Top of Document excerpt
Court decisions, law change create rivers of cash from ultrarich donors to candidates, as long as they flow through the partyContinue reading “Million Dollar Checks”
BY HOWARD HARDEE
In this time of nasty partisanship, the candidate from The Moderation Party is realistic about his chances of winning a seat in the Wisconsin State Assembly next month.
“Very slim,” said Steven Shevey, a 21-year-old steamfitter from Brookfield. “If I do win, great, but the one thing I want out of this is to get someone better.”
Shevey was inspired to run under the banner of his invented political party after getting fed up with the two-party system during the 2016 presidential election.
“You had two candidates no one liked,” he said. “After that, we had two government shutdowns that cost taxpayers billions of dollars. And then seeing the direction of everything and how it’s going, you have the two parties trying to outdo themselves. As in, ‘I’m a Republican, I’m going as far right as I can because I don’t want to be next to you Democrats.’ And the Democrats do the same. We need to find the middle.”
Bottom of Document excerpt
__What is needed__:
Reproduce the article excerpt about the Moderation Party candidate word for word, in its entirety.
Top of Raw data
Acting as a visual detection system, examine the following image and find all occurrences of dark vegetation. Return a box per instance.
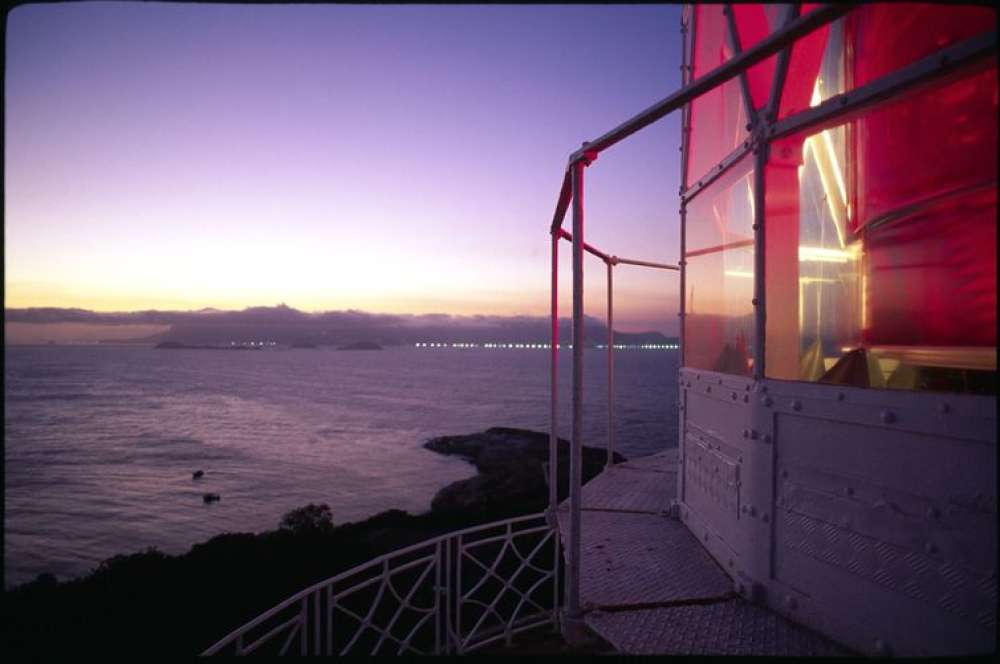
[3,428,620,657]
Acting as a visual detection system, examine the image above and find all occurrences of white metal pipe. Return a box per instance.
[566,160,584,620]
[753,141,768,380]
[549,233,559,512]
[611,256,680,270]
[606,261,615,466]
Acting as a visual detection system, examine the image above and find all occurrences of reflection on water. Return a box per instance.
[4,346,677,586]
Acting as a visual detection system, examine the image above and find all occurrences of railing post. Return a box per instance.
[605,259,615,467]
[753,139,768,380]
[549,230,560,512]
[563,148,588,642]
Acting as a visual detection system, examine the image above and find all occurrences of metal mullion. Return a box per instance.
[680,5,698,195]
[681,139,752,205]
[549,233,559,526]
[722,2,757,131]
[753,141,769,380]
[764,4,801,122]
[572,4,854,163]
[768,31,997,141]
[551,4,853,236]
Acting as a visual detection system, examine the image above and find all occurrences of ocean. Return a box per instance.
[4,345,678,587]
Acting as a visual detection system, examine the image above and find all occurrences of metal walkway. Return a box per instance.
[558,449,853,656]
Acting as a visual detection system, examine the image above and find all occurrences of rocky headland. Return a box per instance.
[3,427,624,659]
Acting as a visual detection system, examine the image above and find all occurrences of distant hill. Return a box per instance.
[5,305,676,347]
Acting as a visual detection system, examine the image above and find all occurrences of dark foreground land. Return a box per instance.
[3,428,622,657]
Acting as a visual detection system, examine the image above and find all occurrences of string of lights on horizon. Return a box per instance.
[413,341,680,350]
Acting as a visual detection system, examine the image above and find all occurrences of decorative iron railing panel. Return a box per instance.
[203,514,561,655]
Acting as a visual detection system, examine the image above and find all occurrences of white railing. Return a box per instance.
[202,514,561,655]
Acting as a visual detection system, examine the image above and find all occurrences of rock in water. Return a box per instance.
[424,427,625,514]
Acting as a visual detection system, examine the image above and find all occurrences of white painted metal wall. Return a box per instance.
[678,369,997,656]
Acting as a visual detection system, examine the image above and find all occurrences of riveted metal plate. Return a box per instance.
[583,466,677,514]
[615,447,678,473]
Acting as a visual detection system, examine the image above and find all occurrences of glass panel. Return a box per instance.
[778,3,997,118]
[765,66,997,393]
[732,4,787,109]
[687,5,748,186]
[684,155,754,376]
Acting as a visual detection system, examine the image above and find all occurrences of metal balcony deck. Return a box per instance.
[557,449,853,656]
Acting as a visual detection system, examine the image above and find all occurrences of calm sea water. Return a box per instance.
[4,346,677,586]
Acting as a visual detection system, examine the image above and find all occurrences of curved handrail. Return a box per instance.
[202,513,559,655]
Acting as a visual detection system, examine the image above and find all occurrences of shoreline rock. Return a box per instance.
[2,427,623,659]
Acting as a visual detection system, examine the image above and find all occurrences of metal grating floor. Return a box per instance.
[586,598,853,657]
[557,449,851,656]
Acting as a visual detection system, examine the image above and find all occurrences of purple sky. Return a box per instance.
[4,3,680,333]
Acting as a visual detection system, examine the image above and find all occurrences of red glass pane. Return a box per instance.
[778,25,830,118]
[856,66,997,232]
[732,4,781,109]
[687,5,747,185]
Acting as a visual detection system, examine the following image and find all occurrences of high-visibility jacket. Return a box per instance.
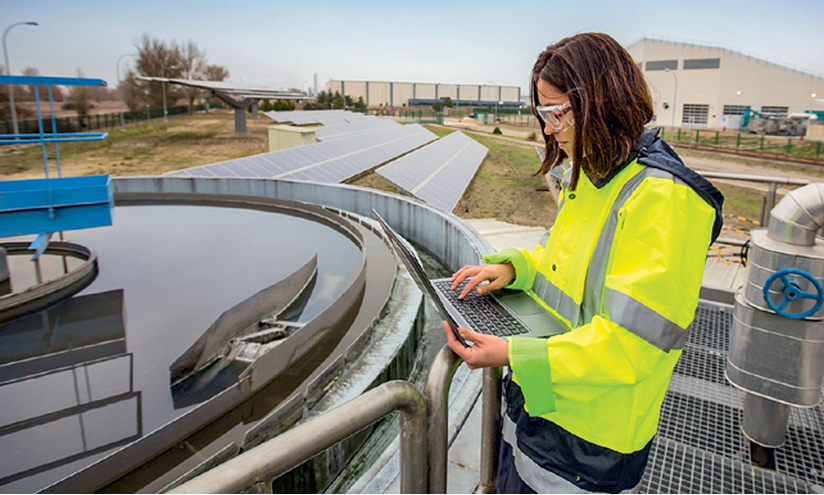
Bottom of Raw data
__Written answer__:
Court decisions, law change create rivers of cash from ultrarich donors to candidates, as long as they flow through the partyContinue reading “Million Dollar Checks”
BY HOWARD HARDEE
In this time of nasty partisanship, the candidate from The Moderation Party is realistic about his chances of winning a seat in the Wisconsin State Assembly next month.
“Very slim,” said Steven Shevey, a 21-year-old steamfitter from Brookfield. “If I do win, great, but the one thing I want out of this is to get someone better.”
Shevey was inspired to run under the banner of his invented political party after getting fed up with the two-party system during the 2016 presidential election.
“You had two candidates no one liked,” he said. “After that, we had two government shutdowns that cost taxpayers billions of dollars. And then seeing the direction of everything and how it’s going, you have the two parties trying to outdo themselves. As in, ‘I’m a Republican, I’m going as far right as I can because I don’t want to be next to you Democrats.’ And the Democrats do the same. We need to find the middle.”